[Natural language region descriptions]

----------------------------------------

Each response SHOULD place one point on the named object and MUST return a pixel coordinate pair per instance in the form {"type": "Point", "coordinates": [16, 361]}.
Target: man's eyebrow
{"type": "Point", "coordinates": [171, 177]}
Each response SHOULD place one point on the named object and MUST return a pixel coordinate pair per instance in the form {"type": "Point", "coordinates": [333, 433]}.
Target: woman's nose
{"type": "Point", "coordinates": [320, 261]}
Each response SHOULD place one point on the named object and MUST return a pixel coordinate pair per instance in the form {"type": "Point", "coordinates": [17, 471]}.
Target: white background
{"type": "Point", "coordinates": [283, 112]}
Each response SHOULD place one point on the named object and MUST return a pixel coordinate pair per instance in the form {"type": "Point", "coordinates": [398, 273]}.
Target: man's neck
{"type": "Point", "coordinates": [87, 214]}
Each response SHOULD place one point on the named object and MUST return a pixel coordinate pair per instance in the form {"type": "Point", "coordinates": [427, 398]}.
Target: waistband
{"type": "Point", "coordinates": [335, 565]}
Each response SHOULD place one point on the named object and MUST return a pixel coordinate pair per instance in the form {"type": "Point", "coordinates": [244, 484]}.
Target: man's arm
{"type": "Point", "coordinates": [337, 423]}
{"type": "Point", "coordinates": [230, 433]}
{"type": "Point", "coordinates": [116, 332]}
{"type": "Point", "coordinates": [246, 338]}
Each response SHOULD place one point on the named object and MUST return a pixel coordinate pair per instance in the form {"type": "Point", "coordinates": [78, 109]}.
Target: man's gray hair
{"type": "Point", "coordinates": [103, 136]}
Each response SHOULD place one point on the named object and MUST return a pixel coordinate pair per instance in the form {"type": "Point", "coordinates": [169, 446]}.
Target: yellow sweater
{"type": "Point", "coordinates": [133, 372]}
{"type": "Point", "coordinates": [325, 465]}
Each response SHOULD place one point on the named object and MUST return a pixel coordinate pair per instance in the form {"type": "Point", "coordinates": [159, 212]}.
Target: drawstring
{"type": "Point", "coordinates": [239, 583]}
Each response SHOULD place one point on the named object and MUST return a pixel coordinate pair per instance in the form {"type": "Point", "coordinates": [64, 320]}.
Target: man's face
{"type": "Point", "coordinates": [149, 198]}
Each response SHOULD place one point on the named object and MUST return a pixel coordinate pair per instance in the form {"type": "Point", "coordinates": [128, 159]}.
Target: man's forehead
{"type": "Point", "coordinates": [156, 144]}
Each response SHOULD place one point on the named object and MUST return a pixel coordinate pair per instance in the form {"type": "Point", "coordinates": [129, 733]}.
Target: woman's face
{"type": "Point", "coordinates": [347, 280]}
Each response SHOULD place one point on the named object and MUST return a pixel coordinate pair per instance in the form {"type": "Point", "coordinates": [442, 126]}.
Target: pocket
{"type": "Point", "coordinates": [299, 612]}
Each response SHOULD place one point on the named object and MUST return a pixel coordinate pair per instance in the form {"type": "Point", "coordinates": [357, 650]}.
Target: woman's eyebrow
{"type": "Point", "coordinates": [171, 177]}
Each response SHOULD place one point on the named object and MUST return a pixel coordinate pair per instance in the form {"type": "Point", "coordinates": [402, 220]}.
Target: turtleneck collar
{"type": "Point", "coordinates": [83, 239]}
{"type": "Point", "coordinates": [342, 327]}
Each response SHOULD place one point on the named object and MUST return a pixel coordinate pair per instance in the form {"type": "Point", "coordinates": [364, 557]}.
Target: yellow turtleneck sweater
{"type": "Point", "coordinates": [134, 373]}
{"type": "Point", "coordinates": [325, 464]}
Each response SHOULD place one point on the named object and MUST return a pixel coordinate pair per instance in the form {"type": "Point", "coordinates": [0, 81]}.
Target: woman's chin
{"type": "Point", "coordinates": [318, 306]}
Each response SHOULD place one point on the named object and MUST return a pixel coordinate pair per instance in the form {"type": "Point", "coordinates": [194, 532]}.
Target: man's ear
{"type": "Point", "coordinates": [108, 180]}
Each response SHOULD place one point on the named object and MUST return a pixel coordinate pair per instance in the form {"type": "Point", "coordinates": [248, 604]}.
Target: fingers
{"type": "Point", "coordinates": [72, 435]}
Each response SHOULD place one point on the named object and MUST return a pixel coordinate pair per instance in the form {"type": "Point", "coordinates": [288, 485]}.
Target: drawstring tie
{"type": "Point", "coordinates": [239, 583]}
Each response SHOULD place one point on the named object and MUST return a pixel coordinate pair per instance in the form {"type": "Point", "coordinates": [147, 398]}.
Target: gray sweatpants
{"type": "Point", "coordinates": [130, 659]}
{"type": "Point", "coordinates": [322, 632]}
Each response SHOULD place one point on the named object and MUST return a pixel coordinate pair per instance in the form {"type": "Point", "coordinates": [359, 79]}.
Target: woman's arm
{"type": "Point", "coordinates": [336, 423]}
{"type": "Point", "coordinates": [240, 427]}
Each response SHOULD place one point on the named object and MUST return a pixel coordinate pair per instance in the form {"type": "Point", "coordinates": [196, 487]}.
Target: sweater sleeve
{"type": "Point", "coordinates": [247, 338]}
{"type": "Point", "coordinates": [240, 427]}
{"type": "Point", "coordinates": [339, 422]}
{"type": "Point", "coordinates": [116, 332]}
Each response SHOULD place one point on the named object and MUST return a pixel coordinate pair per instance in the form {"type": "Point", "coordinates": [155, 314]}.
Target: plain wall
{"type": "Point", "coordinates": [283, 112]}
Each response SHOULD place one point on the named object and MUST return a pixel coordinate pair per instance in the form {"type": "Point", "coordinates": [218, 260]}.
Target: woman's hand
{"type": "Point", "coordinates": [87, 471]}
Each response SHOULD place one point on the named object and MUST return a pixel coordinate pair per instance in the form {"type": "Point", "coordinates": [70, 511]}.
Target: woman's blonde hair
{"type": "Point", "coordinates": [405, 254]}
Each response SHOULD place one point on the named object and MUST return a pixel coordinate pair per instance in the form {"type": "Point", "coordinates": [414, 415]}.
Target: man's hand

----------------------------------------

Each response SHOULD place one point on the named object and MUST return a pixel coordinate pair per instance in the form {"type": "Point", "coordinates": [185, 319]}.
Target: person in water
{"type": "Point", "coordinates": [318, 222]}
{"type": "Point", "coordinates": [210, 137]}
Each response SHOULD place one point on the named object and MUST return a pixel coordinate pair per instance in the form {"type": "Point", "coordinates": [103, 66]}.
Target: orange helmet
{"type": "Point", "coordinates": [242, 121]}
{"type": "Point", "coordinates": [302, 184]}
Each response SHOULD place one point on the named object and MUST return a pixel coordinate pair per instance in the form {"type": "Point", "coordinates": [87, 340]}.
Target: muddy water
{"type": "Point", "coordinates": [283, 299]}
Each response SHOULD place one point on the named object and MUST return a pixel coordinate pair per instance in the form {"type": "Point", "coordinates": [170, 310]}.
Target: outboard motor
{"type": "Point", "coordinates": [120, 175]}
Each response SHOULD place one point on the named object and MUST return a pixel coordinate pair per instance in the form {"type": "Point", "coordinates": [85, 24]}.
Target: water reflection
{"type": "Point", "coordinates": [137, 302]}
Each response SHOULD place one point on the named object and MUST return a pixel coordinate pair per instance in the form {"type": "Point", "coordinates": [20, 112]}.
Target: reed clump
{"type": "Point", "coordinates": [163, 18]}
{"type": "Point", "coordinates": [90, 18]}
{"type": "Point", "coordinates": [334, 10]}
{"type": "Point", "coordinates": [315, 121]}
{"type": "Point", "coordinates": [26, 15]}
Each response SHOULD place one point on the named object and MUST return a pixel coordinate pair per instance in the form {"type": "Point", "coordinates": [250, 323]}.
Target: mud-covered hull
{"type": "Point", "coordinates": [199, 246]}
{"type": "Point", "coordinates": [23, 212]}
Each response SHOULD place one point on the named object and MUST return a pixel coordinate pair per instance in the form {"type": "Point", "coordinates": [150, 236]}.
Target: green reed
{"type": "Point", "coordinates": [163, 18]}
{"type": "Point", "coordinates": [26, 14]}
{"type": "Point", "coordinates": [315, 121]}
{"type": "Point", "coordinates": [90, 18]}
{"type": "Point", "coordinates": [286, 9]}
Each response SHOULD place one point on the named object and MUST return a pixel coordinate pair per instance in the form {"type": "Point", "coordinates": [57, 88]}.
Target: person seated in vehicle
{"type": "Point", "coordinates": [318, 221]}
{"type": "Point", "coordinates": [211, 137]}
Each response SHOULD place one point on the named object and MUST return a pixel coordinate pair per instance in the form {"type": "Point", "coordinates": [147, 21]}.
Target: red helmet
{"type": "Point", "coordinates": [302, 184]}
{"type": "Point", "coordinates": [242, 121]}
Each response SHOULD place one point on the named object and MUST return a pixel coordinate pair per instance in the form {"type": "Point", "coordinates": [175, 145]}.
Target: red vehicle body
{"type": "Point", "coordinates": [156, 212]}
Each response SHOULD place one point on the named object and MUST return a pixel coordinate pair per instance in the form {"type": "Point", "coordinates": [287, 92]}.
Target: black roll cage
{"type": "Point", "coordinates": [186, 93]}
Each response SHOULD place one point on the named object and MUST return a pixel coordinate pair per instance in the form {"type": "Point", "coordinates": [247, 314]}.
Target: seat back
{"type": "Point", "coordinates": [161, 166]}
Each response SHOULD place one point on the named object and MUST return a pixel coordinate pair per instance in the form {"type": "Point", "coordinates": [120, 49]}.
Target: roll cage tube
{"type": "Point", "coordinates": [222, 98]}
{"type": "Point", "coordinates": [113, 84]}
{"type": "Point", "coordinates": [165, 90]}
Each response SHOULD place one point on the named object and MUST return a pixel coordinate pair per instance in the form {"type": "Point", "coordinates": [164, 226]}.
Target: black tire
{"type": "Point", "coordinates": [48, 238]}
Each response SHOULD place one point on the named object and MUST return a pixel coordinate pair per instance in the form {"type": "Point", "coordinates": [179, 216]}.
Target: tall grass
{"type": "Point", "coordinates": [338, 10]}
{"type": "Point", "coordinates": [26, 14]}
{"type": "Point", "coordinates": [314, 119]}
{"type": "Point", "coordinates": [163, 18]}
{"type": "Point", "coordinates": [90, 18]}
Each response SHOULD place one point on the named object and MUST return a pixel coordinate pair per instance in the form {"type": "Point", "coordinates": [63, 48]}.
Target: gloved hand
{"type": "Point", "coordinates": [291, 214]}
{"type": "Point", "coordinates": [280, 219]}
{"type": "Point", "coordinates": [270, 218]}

----------------------------------------

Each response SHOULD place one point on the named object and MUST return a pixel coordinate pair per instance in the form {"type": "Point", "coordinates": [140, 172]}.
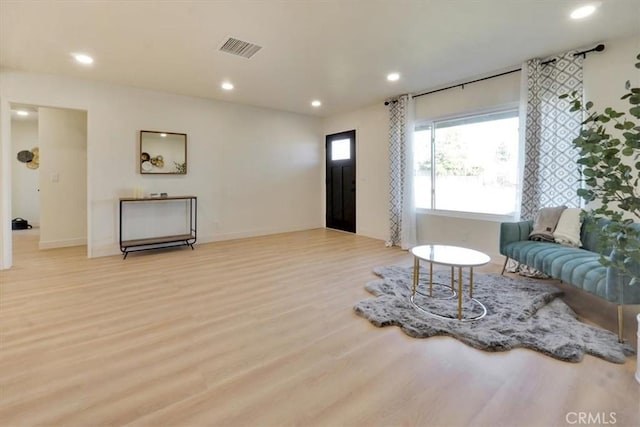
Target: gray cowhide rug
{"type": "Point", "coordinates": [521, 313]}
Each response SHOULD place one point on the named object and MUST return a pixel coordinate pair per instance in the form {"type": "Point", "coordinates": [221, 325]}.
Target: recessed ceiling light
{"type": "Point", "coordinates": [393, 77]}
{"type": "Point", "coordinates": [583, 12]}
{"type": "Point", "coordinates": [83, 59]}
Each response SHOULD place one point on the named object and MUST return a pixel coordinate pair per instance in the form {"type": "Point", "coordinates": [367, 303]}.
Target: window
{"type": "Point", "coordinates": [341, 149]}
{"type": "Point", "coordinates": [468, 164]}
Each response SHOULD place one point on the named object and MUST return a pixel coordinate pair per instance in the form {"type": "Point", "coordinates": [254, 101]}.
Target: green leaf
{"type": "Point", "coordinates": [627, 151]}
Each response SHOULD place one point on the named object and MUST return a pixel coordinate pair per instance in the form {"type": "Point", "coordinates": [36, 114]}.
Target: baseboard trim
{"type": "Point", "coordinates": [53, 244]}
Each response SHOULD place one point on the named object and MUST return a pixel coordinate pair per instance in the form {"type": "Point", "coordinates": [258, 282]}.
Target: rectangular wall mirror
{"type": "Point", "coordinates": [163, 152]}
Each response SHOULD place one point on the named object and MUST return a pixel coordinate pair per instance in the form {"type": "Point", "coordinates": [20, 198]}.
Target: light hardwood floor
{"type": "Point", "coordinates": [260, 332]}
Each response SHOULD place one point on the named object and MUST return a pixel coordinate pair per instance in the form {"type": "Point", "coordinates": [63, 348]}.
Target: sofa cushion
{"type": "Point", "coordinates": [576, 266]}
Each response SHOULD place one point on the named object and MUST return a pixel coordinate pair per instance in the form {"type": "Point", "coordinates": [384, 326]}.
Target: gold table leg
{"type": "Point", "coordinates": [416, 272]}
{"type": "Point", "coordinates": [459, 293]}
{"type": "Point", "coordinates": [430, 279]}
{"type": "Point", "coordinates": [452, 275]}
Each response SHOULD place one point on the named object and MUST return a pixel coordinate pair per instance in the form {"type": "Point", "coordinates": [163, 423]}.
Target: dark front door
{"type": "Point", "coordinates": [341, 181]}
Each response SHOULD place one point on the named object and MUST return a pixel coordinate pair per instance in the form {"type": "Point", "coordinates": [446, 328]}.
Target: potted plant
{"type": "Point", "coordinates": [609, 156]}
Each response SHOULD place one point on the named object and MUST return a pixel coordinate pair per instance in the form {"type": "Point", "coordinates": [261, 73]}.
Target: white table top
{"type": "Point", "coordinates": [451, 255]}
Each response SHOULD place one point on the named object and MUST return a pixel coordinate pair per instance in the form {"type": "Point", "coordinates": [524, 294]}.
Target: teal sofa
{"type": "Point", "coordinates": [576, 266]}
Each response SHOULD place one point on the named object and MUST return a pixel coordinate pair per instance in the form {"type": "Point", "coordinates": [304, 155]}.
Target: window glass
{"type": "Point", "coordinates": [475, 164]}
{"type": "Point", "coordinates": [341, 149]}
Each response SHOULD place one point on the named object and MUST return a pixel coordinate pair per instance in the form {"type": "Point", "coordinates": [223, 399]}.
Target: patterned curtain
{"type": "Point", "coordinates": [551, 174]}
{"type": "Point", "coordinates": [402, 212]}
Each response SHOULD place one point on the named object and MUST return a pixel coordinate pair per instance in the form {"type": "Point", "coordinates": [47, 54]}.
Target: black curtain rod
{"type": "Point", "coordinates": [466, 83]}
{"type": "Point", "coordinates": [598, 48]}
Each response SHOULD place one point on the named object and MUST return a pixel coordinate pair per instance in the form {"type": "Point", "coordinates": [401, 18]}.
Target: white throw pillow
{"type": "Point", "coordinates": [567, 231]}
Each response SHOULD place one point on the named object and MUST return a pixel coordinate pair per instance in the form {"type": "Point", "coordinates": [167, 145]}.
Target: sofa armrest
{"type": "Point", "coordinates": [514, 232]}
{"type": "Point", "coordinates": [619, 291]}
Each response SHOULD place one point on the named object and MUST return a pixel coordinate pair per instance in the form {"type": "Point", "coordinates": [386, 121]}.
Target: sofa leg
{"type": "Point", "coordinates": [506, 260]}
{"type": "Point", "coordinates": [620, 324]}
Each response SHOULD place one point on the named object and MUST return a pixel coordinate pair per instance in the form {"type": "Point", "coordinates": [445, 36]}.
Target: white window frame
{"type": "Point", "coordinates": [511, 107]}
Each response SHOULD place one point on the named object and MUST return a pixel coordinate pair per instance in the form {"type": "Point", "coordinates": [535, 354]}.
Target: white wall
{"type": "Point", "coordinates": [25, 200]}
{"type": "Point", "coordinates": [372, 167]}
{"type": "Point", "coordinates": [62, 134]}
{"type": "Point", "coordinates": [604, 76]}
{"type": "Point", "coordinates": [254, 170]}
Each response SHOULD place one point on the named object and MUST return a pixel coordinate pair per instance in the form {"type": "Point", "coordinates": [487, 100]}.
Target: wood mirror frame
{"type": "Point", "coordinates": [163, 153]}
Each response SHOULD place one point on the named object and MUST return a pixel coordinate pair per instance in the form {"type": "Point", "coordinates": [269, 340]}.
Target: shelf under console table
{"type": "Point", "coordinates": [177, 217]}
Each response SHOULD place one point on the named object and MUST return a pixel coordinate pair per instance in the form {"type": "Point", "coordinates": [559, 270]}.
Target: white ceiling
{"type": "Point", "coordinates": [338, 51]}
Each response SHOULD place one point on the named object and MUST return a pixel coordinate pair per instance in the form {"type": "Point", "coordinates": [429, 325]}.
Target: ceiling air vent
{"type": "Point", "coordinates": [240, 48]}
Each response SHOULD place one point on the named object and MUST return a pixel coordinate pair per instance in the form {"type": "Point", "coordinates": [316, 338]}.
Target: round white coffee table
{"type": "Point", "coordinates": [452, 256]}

----------------------------------------

The stretch of entries above that starts with the line containing "Target: woman's blonde hair" and goes on through the line containing "Target: man's hand" is to be transcribed exactly, and no other line is to be transcribed.

RESPONSE BELOW
Target: woman's blonde hair
{"type": "Point", "coordinates": [405, 254]}
Each response SHOULD place one point on the named object and MUST return a pixel coordinate pair per instance in the form {"type": "Point", "coordinates": [414, 415]}.
Target: man's hand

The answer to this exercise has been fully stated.